"""

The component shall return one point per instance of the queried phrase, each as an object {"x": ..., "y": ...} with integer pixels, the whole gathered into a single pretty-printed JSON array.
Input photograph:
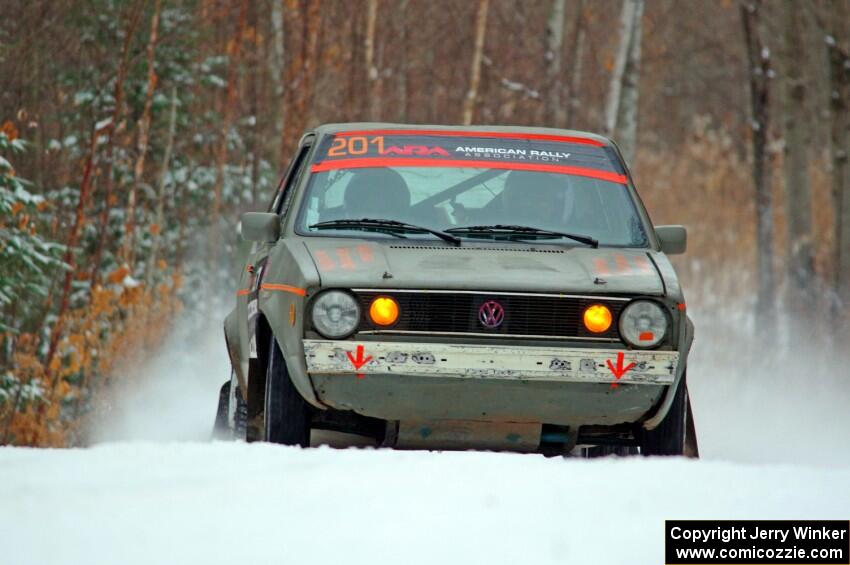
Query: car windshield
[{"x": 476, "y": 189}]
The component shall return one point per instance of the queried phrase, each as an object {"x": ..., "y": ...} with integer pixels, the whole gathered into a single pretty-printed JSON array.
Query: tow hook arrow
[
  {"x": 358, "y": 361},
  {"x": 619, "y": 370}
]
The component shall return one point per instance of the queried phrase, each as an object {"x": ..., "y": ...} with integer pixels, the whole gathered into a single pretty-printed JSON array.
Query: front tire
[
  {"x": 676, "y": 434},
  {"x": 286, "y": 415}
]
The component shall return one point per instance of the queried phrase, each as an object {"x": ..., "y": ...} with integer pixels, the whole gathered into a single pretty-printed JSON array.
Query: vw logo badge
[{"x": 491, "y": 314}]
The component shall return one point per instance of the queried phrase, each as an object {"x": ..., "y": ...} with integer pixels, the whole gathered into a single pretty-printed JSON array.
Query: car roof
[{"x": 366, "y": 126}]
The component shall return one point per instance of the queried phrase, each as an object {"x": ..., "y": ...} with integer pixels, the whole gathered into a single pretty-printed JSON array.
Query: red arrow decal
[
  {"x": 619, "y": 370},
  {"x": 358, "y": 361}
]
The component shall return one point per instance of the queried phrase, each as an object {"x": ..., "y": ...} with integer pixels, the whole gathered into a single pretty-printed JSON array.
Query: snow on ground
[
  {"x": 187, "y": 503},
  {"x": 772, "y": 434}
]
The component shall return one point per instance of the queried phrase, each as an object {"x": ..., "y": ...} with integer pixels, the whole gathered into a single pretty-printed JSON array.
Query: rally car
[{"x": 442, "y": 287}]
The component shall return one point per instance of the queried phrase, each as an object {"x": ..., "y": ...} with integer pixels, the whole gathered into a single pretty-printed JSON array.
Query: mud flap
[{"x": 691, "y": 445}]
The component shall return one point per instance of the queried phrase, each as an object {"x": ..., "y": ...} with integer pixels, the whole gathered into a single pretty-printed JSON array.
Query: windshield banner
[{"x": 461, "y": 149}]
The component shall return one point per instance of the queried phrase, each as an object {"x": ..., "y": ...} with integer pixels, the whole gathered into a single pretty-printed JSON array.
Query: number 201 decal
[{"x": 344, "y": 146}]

"""

Only the text of the listing above is wanted, transcribed exactly, without its images.

The component shall return one point per instance of the queried phrase, each as an object {"x": ..., "y": ...} with integer pixels, the whole gathered into a single pretty-printed JSON array.
Input photograph:
Query: car windshield
[{"x": 476, "y": 189}]
The component shall return one point per instance of the queried phrase, each as an object {"x": ..., "y": ...} with integer pixels, the whole gathered into a single pretty-printed JSON array.
Query: tow hook arrow
[
  {"x": 358, "y": 361},
  {"x": 619, "y": 370}
]
The component shall return one point per instance of the queried phrase, each as an object {"x": ..., "y": ...} with integer pixels, the whole gathered into a single pretty-printed JSON array.
Query: front tire
[
  {"x": 676, "y": 434},
  {"x": 286, "y": 415}
]
The component shall return one point per instance of the queried phrase, each as an object {"x": ..., "y": ...} with integer pixels, the whole gathered into a single pretty-printed JSON array.
Query: vw logo badge
[{"x": 491, "y": 314}]
The component shall return one point per instance of the queried phrase, each as an object {"x": ..., "y": ...} with integer pixels, the whole gathered into a single pretty-printed JSON array.
Query: car roof
[{"x": 366, "y": 126}]
The component shall return one point per instance of the queried phrase, each as an object {"x": ..., "y": ...} with integer pixels, the whole gathered into a single pretty-printed JSON array.
Query: red arrow decal
[
  {"x": 619, "y": 370},
  {"x": 358, "y": 361}
]
The component shall return one point per instance of the queried phrase, each as an object {"x": ..., "y": ...} with integer pixels, the whole gathered into a single pretty-printed JSON array.
Query: snow on ground
[
  {"x": 187, "y": 503},
  {"x": 772, "y": 434}
]
The component shall return one point per instance of the queried phrase, each as an object {"x": ..., "y": ...} with integer pixels, the whole gathered into a single pretty-printed JSON array.
Query: rally car
[{"x": 442, "y": 287}]
The component shall return one point per instance of the queried phrase, each as an object {"x": ..., "y": ...} with integer pixels, the whole gathered into a single pretty-printed JSON array.
Query: mud flap
[{"x": 691, "y": 445}]
The component shall return one point per instance of the queried phrase, each as an object {"x": ..., "y": ...} with integer pixels, the whole gathered into a single pretty-printed JSON array.
Query: windshield banner
[{"x": 461, "y": 149}]
The component shall return one point per instance of the queried phrase, each as an object {"x": ..., "y": ...} with integer pixels, the whole gathered into a single pretty-printed JSON array.
Query: number 201 decal
[{"x": 344, "y": 146}]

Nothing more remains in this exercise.